Extract every line between the one with "For every instance of the baseboard" and the end of the entries, both included, word for word and free of pictures.

RECORDS TO USE:
*-*-*

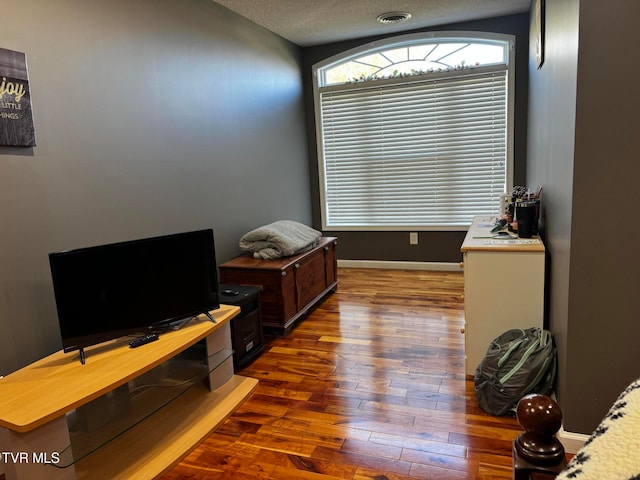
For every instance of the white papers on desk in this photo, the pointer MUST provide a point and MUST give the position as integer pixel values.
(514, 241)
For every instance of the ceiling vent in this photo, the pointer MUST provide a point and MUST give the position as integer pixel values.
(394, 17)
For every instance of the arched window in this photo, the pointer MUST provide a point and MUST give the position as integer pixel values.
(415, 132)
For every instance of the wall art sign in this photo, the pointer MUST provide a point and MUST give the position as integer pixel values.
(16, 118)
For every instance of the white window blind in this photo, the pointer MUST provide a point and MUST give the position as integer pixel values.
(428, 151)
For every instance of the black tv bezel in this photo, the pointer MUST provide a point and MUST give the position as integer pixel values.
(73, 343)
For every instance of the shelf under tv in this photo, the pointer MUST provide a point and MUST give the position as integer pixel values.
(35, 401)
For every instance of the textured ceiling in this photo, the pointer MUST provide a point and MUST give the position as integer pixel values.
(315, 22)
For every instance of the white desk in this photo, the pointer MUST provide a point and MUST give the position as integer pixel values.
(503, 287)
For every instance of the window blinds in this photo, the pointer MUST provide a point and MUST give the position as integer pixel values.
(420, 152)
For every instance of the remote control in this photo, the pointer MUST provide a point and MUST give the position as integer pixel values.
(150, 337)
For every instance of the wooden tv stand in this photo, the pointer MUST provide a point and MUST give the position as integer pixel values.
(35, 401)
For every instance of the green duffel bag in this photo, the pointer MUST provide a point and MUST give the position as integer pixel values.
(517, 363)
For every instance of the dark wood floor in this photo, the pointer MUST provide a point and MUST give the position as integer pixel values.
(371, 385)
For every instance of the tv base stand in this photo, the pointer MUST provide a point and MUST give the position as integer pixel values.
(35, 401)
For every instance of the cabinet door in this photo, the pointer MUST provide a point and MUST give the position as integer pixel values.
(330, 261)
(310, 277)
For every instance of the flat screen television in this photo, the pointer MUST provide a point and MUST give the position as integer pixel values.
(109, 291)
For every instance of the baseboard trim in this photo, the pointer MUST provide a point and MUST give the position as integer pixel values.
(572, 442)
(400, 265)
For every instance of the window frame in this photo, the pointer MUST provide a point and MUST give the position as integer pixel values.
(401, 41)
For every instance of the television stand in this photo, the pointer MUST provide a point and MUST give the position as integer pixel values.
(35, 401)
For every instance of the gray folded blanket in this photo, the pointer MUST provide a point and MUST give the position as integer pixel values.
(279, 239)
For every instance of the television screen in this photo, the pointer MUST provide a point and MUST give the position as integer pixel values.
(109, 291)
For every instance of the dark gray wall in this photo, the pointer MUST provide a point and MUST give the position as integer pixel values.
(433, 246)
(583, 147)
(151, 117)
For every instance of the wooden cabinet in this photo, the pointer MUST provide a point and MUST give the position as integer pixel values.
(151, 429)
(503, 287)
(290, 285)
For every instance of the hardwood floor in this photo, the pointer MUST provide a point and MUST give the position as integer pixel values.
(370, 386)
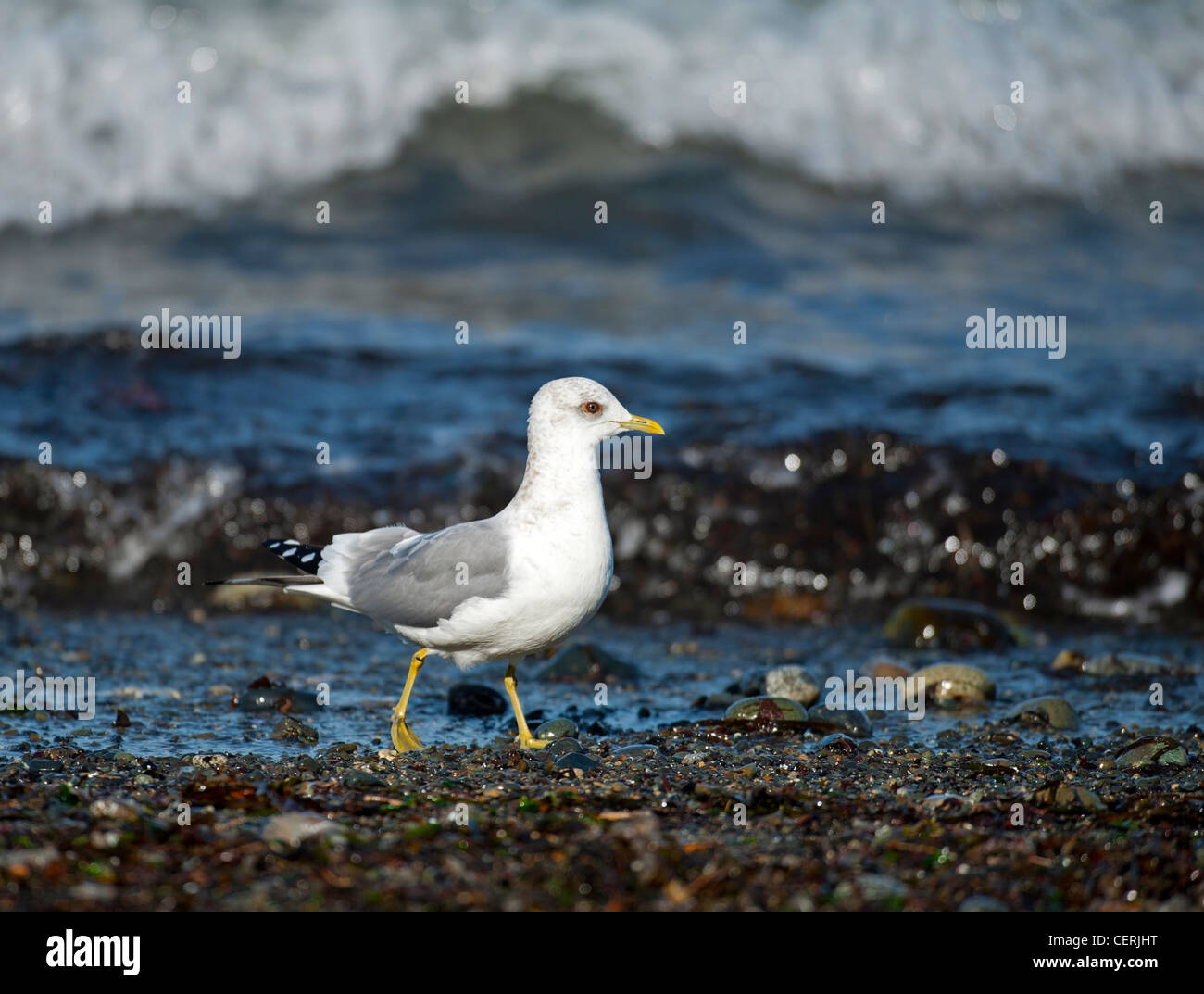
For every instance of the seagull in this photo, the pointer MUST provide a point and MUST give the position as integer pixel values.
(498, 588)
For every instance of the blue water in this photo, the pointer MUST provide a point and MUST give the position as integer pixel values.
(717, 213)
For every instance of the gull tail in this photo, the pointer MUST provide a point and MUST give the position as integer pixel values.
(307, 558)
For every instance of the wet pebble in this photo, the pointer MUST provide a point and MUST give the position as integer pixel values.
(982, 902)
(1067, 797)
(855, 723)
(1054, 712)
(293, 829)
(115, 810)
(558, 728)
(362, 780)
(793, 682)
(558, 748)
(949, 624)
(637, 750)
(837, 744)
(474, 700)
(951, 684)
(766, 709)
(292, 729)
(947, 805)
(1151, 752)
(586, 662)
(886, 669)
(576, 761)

*-*-*

RESPONSE FOR THIS EXERCISE:
For every instance of the baseboard trim in this photo, the pointer MUST provide a point and MUST give the position as integer pixel values.
(572, 442)
(400, 265)
For every instance of the window frame in this photo, the pointer MUST provide a point and MUST give the position as integer pixel values.
(401, 41)
For every instance of the television stand in this photo, the pointer MUST provide a point and MUST give the position as integer pixel values.
(35, 401)
For every instance of the gray folded blanket in this photo, the pointer MUST provide a point and MUST give the position as integer pixel values.
(279, 239)
For every instance of the television screen in this photo, the pointer MUST provide a point and MUST give the position as integer pixel values.
(109, 291)
For every instance of the dark gray wall in this photo, the pointer MUST provide a point and MUST give the position as integer pixel values.
(433, 246)
(583, 147)
(151, 117)
For every instance of the wooden cabinet in this photo, the pointer MUST provide a point and MUST give the position as integer pixel values.
(151, 429)
(503, 287)
(290, 285)
For every instance of the hardwood floor in this photo, the pointer MUST provide a point and MUST give the position as integer pixel values.
(370, 386)
For every instance of the seagull in this photo, the pointer MUST provide a point and MUST give the position as integer pixel values.
(498, 588)
For every instance of the blue water in this photo, the pointer MUST provide a point and MUST give the position as integer pixel values.
(717, 213)
For every instance of the gull tail in this photo, the pointer MUST provide a point and MUST give the position as integer pixel values.
(307, 558)
For every instance of the wet pebble in this photo, the pointer MUST provide a point and MUST give the position as integer pixel values.
(982, 902)
(1067, 797)
(855, 723)
(1054, 712)
(293, 829)
(115, 810)
(558, 728)
(362, 780)
(793, 682)
(558, 748)
(949, 624)
(637, 750)
(837, 744)
(474, 700)
(951, 684)
(766, 709)
(292, 729)
(947, 805)
(1151, 752)
(586, 662)
(886, 669)
(576, 761)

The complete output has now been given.